(Collected data entries)

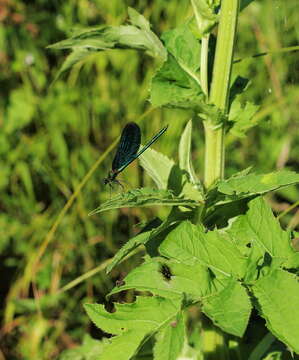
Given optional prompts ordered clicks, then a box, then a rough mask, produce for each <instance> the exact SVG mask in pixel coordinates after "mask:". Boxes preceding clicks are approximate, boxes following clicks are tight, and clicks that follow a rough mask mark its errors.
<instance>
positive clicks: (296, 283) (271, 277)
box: [252, 270, 299, 354]
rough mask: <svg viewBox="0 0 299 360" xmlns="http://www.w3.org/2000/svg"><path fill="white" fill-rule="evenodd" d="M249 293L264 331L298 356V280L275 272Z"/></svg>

> **Work request**
Reproduce each entry precisely, dropping only the pictures.

> **Expected answer**
Given optional prompts ordered clicks, then a box, then a rough mask, produce for each <instance> the exact SVG mask in pixel coordinates after "mask:". Boxes preceding clicks are approximate, boxes following clicks are tight, and clicks that follow a rough mask mark its errors.
<instance>
positive clicks: (296, 283) (271, 277)
box: [252, 270, 299, 354]
rough mask: <svg viewBox="0 0 299 360" xmlns="http://www.w3.org/2000/svg"><path fill="white" fill-rule="evenodd" d="M249 293L264 331L298 356V280L275 272Z"/></svg>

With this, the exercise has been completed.